## Tasks and exercises
- A) List every person and every health organization that the COVID-19 article below names.
- B) Summarize the COVID-19 article below in two sentences.

## Document text
+ + + + +

The longer people put off getting the shots, the more opportunity the virus has to mutate and become resistant to vaccines.

CHARLOTTE, N.C. — After months of leveling off, some of the COVID-19 metrics are inching back up again. As the Delta variant continues to spread in the country and in the Carolinas, the number of cases and hospitalizations are going up.

Health experts in the state say it is not at the same point it was at the beginning of the year, but hospitalizations are rising, and most people admitted with COVID-19 have not been vaccinated.

For some doctors, it is frustrating because, at this point, they say COVID-19 is a preventable disease.

“We are nowhere near the kind of danger territory we were in the beginning of the year but certainly concerning trends,” Dr. Katie Passaretti with Atrium Health said.

After almost a year and a half of battling the pandemic, healthcare workers are feeling the strain as Intensive Care Units start to get busier and 15% of COVID-19 patients need to be put on a ventilator.

“It's absolutely frustrating and exhausting for healthcare teams, particularly when you're taking care of very sick people who you know if they were vaccinated this wouldn't have happened,” Dr. David Priest with Novant Health said.

+ + + + +

## Recorded data

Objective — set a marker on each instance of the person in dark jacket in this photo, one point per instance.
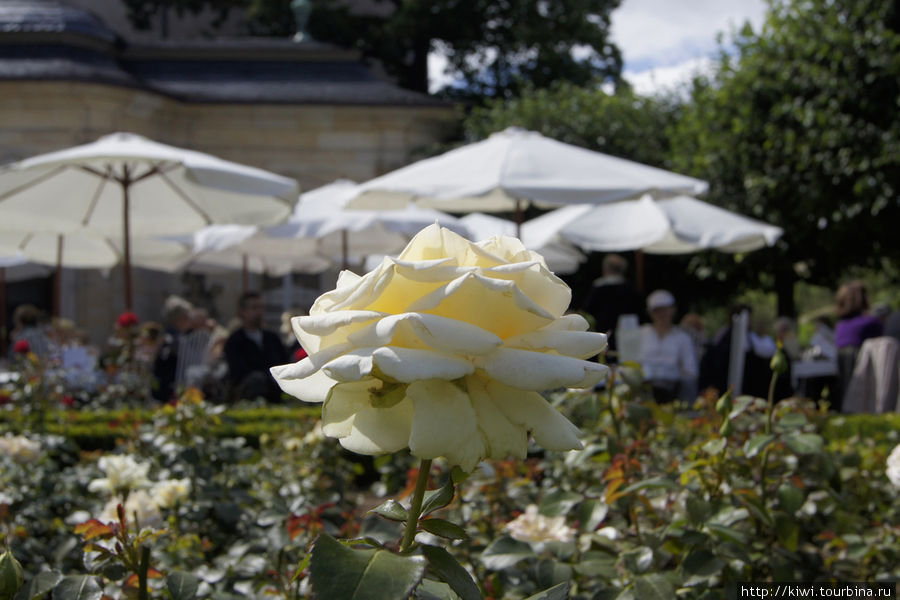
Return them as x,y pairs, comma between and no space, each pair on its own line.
251,350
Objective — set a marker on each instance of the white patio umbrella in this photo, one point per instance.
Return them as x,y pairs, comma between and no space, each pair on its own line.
676,225
124,184
537,234
513,165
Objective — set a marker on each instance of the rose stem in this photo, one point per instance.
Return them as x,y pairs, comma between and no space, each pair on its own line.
415,508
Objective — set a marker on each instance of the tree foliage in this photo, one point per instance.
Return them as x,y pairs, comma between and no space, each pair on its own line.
800,127
493,47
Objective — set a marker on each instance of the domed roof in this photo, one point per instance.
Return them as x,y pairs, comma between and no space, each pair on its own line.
51,16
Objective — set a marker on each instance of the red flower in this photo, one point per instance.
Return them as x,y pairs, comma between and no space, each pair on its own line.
127,319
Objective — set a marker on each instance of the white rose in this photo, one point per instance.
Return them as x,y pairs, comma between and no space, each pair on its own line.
444,350
167,493
123,474
893,466
20,448
535,528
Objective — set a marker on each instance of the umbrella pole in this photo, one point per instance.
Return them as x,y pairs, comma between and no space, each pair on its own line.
518,218
245,273
126,243
3,311
639,270
57,278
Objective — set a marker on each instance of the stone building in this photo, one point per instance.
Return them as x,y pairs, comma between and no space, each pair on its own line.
302,109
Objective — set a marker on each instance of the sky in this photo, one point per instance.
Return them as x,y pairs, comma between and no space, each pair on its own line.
663,42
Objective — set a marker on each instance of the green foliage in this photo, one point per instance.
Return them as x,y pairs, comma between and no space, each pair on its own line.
800,128
622,124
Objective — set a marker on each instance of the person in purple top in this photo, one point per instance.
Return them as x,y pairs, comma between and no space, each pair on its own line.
854,326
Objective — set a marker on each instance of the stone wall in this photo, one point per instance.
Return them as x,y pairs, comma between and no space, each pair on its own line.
314,144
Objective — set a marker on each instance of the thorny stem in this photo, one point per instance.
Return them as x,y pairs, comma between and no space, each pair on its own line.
415,508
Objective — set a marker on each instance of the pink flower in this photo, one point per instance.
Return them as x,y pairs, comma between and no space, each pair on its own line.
127,319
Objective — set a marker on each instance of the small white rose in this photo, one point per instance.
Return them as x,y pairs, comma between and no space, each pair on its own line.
444,350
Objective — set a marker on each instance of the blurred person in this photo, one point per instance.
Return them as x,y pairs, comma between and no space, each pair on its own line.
251,350
667,352
854,326
610,297
177,320
29,325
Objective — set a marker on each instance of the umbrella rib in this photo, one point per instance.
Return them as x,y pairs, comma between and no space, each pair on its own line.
185,197
33,182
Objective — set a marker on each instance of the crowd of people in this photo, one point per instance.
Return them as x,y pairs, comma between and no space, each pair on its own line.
856,349
186,349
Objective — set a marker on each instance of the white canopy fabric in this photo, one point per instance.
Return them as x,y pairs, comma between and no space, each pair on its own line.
318,235
494,174
16,267
170,190
537,235
677,225
127,185
87,250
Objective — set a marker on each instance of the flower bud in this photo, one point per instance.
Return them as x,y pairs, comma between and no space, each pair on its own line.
725,404
11,575
726,429
778,364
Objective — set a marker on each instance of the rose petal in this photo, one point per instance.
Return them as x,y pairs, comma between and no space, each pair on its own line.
538,371
579,344
501,437
312,388
316,332
349,415
529,410
417,330
491,304
444,424
400,364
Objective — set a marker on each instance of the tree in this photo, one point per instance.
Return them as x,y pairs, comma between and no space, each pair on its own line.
493,47
801,128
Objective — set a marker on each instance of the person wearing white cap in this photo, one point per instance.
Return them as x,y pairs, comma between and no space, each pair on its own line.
667,353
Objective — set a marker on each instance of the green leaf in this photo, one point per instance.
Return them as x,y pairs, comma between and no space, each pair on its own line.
698,509
42,583
438,498
557,592
727,533
702,562
452,572
652,483
391,509
182,586
429,589
558,503
337,571
788,531
638,560
653,587
591,513
715,446
804,443
504,552
790,497
792,421
77,587
443,528
757,443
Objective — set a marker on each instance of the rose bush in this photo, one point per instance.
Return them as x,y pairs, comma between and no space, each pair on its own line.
444,350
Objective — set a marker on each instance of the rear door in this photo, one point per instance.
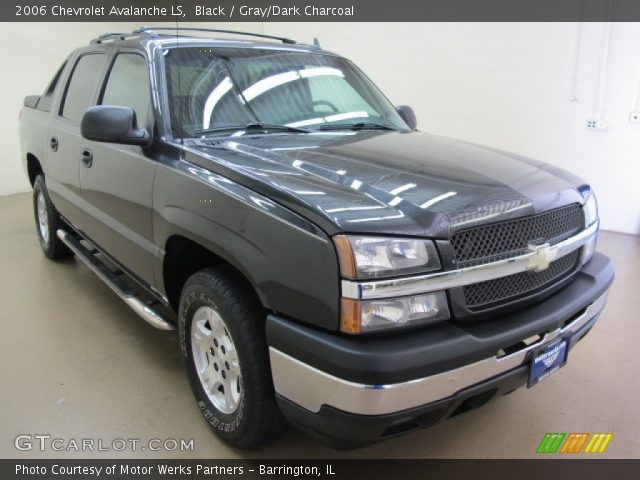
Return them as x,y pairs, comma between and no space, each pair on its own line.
117,183
64,139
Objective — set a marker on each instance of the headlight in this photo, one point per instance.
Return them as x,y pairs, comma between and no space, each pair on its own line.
590,212
362,316
590,209
373,257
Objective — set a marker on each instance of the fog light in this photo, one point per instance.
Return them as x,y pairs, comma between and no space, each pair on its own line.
362,316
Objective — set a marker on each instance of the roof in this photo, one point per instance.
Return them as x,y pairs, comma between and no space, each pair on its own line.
145,35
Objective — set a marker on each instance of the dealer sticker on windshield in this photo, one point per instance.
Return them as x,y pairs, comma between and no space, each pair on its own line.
548,360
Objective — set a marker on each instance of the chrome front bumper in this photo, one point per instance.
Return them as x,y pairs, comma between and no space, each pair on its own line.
311,388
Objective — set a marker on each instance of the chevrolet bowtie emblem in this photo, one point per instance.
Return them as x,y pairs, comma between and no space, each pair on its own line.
542,256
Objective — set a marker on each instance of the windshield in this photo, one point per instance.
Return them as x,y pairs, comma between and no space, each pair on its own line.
212,91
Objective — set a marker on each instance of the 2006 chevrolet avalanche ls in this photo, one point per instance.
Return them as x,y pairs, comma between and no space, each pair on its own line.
323,261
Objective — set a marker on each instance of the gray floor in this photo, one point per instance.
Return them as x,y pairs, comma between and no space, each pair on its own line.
77,363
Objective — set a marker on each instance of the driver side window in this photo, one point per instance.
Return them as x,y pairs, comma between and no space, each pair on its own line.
128,85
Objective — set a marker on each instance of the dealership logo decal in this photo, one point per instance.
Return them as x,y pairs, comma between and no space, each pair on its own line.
574,443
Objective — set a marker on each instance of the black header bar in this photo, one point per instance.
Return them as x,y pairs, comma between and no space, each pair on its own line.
149,11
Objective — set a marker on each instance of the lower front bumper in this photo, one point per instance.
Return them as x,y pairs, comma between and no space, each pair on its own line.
354,412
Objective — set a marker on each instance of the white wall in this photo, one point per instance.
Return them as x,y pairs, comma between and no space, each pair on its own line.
499,84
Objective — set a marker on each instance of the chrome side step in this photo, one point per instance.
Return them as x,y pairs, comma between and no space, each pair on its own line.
113,280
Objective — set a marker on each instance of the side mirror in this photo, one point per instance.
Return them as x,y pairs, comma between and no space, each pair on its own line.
408,115
110,124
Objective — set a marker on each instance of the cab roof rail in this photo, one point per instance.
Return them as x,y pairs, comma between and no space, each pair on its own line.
152,31
109,36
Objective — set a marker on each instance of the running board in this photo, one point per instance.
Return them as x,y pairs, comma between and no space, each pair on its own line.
113,280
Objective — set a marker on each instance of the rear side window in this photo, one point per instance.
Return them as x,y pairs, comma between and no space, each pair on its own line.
128,85
47,97
82,86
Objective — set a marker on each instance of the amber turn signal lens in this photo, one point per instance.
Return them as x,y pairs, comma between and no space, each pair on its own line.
345,256
349,315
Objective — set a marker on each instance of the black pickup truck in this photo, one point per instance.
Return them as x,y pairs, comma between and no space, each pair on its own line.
323,261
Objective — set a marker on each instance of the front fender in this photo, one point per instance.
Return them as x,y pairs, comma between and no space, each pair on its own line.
291,262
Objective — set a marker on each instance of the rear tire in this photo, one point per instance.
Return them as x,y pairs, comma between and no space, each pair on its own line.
222,337
48,222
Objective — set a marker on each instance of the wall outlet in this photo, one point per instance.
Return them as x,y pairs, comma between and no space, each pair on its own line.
596,124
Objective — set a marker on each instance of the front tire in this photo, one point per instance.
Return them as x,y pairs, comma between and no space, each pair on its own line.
48,222
221,326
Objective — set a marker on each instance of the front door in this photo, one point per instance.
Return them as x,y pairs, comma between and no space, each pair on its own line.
117,180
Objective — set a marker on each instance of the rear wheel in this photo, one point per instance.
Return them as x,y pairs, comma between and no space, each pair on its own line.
221,325
48,222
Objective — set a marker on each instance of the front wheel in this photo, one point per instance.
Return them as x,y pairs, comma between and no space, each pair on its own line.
221,326
48,222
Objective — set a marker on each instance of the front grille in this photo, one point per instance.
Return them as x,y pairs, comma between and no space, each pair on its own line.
483,295
508,239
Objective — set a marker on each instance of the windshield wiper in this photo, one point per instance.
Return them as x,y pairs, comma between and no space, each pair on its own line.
356,126
259,126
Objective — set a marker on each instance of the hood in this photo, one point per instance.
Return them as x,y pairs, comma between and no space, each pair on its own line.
407,183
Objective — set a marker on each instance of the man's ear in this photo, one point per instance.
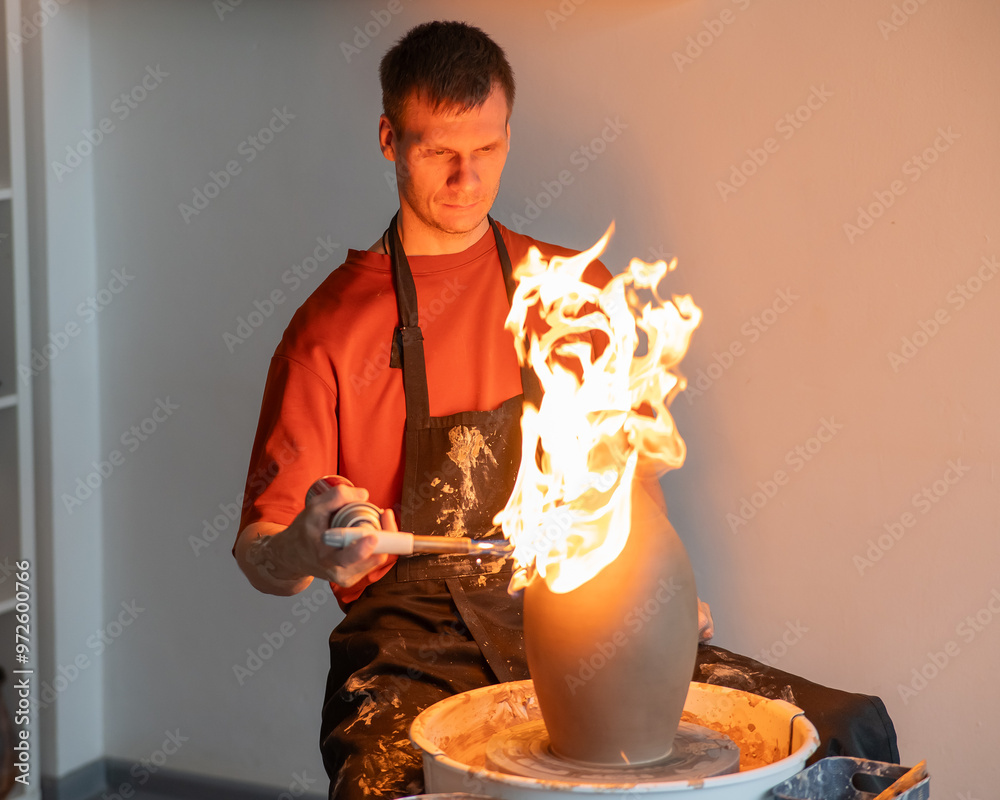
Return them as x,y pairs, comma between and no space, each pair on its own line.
386,138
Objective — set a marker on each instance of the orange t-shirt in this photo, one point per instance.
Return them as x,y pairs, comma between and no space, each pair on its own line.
333,405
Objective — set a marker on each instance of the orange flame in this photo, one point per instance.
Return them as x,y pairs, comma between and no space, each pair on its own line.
605,359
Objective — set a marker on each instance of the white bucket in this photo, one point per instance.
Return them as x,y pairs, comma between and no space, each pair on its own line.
774,738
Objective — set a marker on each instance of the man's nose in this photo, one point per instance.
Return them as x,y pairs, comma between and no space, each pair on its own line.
464,176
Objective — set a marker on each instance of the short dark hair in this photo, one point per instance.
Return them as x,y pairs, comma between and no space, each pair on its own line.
452,63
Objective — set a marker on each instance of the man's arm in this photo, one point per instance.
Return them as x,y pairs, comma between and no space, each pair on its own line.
284,561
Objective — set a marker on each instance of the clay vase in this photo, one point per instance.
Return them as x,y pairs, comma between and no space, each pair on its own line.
612,659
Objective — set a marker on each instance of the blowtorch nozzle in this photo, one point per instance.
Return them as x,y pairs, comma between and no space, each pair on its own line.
405,544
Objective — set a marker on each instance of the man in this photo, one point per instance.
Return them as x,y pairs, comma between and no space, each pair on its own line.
434,436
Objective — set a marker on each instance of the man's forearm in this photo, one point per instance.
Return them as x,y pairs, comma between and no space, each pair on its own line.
262,553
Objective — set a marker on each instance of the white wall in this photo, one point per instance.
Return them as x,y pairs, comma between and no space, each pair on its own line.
67,390
881,98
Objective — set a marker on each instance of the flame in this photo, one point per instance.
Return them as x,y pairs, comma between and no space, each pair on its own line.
606,362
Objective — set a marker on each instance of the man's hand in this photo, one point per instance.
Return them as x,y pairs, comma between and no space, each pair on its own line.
285,560
706,628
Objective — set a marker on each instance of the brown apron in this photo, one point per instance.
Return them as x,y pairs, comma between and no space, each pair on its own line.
432,626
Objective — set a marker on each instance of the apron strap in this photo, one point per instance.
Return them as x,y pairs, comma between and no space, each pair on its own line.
408,342
530,387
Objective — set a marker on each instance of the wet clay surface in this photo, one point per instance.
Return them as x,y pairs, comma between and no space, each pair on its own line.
754,751
470,727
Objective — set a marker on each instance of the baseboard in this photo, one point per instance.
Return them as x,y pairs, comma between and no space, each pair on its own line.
120,779
83,782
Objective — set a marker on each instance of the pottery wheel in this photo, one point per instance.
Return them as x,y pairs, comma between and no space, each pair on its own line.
697,753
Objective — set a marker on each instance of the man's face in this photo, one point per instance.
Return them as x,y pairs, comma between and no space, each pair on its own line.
448,165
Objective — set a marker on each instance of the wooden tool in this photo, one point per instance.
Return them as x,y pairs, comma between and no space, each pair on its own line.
906,781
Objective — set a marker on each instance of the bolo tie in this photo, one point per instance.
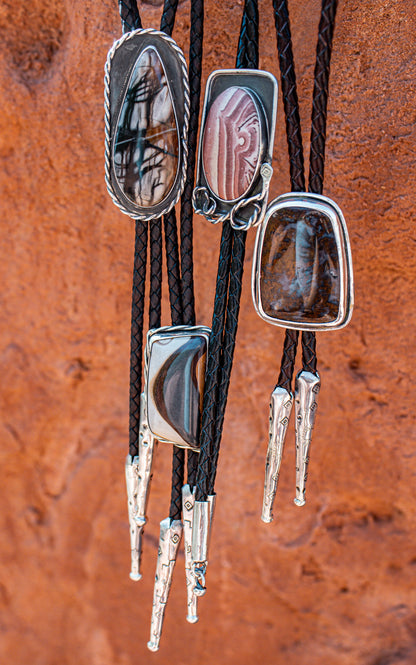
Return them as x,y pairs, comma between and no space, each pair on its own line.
302,273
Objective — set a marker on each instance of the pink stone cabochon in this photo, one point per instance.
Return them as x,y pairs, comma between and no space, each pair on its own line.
231,143
333,583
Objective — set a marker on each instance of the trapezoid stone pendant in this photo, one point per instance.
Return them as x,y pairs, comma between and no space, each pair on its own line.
236,146
302,271
146,123
175,362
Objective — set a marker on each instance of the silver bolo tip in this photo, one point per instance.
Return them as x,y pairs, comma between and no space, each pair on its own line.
299,502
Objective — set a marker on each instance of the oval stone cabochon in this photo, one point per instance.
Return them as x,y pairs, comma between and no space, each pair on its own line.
231,146
146,152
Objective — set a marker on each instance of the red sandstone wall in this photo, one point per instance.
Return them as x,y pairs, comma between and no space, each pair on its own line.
330,584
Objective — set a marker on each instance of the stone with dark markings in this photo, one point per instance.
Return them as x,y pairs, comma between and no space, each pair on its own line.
300,272
146,152
232,140
176,376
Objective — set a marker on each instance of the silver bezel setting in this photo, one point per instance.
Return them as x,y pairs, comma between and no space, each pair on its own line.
120,63
166,333
323,205
248,210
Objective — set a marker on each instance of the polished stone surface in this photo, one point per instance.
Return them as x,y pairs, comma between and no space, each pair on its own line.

+ + + + +

## Solutions
- A)
Dr. Katie Passaretti
Atrium Health
Dr. David Priest
Novant Health

- B) As the Delta variant spreads in the country and the Carolinas, COVID-19 cases and hospitalizations are rising again after months of leveling off, though health experts in the state say the situation is not as bad as it was at the beginning of the year. Most people admitted with COVID-19 have not been vaccinated, and doctors say the strain on healthcare workers is frustrating and exhausting because the disease is now preventable.